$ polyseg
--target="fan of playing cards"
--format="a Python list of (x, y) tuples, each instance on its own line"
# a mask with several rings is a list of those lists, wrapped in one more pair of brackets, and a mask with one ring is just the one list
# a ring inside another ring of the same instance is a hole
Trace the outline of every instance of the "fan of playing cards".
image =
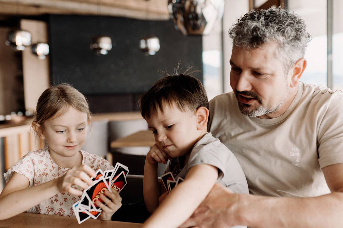
[(161, 179), (162, 179), (162, 182), (163, 183), (164, 187), (168, 192), (170, 192), (173, 189), (184, 180), (184, 179), (180, 177), (178, 177), (177, 179), (175, 180), (171, 172), (164, 174), (161, 176)]
[(100, 215), (102, 210), (94, 204), (96, 200), (100, 200), (100, 195), (106, 190), (111, 192), (114, 188), (120, 192), (126, 185), (126, 176), (129, 168), (117, 162), (114, 169), (106, 170), (100, 169), (96, 171), (96, 176), (92, 178), (93, 184), (83, 191), (81, 199), (73, 205), (73, 209), (79, 224), (90, 217), (94, 219)]

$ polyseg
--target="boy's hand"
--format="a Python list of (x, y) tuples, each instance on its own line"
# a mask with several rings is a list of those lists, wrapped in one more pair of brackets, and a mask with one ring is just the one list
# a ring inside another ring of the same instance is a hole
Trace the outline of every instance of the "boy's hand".
[(146, 154), (145, 159), (146, 161), (152, 165), (157, 163), (167, 164), (168, 159), (168, 156), (167, 154), (156, 144), (151, 147), (151, 149)]
[(121, 197), (114, 188), (112, 189), (112, 191), (111, 192), (108, 190), (105, 190), (103, 194), (100, 194), (100, 198), (104, 202), (103, 203), (100, 200), (95, 201), (96, 205), (103, 210), (99, 216), (102, 220), (110, 220), (112, 216), (121, 206)]
[(76, 185), (87, 189), (93, 183), (90, 177), (95, 177), (96, 175), (94, 170), (87, 165), (75, 165), (57, 179), (57, 188), (60, 192), (67, 192), (81, 196), (82, 195), (82, 191), (73, 188), (72, 186)]

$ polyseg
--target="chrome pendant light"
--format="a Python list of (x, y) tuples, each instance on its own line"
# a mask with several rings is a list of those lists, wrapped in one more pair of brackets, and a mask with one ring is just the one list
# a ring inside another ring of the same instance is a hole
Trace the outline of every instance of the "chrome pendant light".
[(93, 49), (97, 54), (107, 55), (109, 51), (112, 49), (112, 40), (109, 37), (100, 36), (94, 37), (92, 43), (90, 46), (91, 49)]
[(45, 59), (46, 56), (49, 54), (49, 44), (45, 43), (35, 43), (32, 45), (31, 51), (36, 55), (40, 59)]
[(206, 35), (224, 12), (224, 0), (168, 0), (175, 28), (184, 36)]
[(18, 51), (24, 51), (25, 47), (31, 45), (31, 33), (24, 30), (10, 31), (7, 34), (6, 45)]
[(156, 37), (146, 37), (141, 40), (139, 48), (147, 55), (153, 55), (159, 50), (159, 39)]

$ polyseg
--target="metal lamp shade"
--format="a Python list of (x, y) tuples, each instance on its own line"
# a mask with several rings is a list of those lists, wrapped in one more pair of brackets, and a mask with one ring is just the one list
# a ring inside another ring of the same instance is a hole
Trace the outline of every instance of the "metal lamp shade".
[(112, 49), (112, 40), (109, 37), (97, 37), (93, 39), (90, 46), (98, 54), (107, 55)]
[(168, 0), (176, 28), (184, 36), (206, 35), (224, 12), (224, 0)]
[(140, 49), (147, 55), (155, 55), (159, 48), (159, 39), (156, 37), (143, 38), (139, 43)]
[(31, 33), (24, 30), (15, 30), (9, 32), (5, 43), (16, 51), (23, 51), (25, 47), (31, 45)]
[(49, 54), (49, 44), (44, 43), (36, 43), (32, 45), (32, 53), (35, 54), (40, 59), (44, 59)]

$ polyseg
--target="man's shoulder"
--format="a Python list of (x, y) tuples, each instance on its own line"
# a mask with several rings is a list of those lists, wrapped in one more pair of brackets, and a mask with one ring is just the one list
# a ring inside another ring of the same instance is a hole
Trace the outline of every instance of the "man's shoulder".
[(210, 101), (210, 102), (221, 102), (224, 101), (227, 102), (232, 100), (233, 98), (235, 99), (235, 93), (233, 91), (222, 93), (214, 97)]
[(322, 85), (303, 83), (304, 91), (301, 99), (303, 102), (308, 102), (310, 106), (320, 107), (339, 106), (343, 102), (343, 92), (338, 90), (334, 91)]

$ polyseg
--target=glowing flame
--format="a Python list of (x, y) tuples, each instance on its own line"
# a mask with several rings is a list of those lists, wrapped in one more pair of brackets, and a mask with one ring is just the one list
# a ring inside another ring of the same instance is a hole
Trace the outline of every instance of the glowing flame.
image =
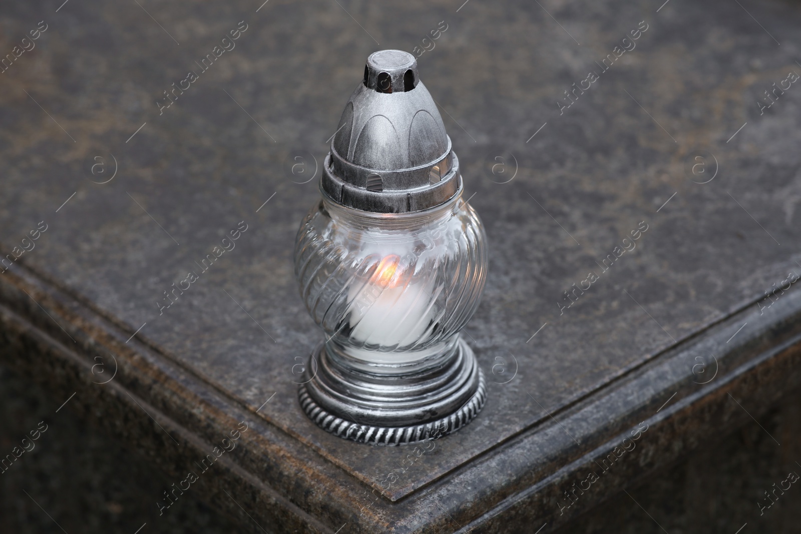
[(392, 278), (395, 276), (395, 271), (397, 271), (400, 263), (400, 256), (394, 254), (382, 259), (375, 275), (373, 275), (374, 283), (381, 287), (393, 287), (395, 283), (392, 283)]

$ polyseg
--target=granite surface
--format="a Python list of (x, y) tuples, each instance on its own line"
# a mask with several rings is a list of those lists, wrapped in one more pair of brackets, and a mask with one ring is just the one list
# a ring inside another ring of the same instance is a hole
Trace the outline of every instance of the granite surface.
[[(421, 77), (489, 237), (486, 291), (465, 331), (489, 399), (389, 501), (453, 480), (714, 325), (756, 339), (770, 324), (758, 319), (790, 301), (757, 303), (801, 274), (797, 3), (139, 3), (0, 10), (3, 50), (46, 26), (0, 79), (2, 250), (46, 230), (0, 276), (34, 273), (123, 340), (135, 332), (123, 344), (379, 488), (409, 452), (331, 436), (298, 405), (296, 364), (321, 332), (297, 295), (292, 244), (364, 58), (435, 45)], [(760, 109), (775, 82), (790, 86)], [(174, 102), (173, 83), (189, 83)], [(198, 279), (167, 300), (190, 271)], [(724, 323), (735, 314), (757, 319)], [(54, 339), (77, 343), (62, 327)], [(620, 413), (664, 400), (646, 393)]]

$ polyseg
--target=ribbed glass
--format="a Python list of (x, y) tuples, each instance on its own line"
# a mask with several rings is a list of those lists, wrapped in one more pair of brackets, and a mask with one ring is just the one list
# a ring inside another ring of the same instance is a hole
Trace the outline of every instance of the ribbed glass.
[(487, 272), (483, 226), (460, 196), (405, 214), (324, 196), (312, 208), (296, 240), (295, 274), (329, 354), (395, 365), (455, 346)]

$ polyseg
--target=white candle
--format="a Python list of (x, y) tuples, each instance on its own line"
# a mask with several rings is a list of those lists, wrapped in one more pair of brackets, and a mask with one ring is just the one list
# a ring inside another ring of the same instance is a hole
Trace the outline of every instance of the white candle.
[(395, 348), (424, 341), (432, 318), (439, 311), (428, 281), (412, 280), (399, 269), (400, 258), (384, 258), (367, 283), (350, 290), (351, 339), (365, 345)]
______
What the task asks
Reproduce every line from the start of the records through the line containing "217), (94, 219)]", inclusive, requests included, but omit the pictures. Scale each coordinate in the answers by 2.3 and round to the nearest whole number, with halves rounded up, leaving the requests and their format samples unchanged.

Solution to this task
$ polyseg
--target="fan of playing cards"
--format="a Python list of (x, y) tuples, each instance on its own line"
# a mask with several rings is a list of those lists, wrapped in one more pair of brackets, and a mask with one ring is just the one list
# a ring inside another ring of the same instance is a hole
Trace the outline of every instance of the "fan of playing cards".
image =
[(370, 412), (373, 412), (373, 419), (375, 421), (377, 430), (386, 442), (391, 442), (398, 435), (423, 414), (423, 412), (414, 407), (409, 407), (407, 412), (403, 414), (393, 396), (377, 400), (370, 405)]
[(230, 495), (235, 483), (216, 469), (221, 460), (230, 460), (230, 449), (244, 437), (255, 442), (262, 432), (276, 442), (290, 426), (290, 405), (297, 386), (269, 373), (262, 389), (244, 391), (230, 389), (221, 393), (221, 405), (212, 409), (214, 423), (191, 439), (186, 458), (168, 472), (168, 481), (182, 515), (207, 499), (216, 504)]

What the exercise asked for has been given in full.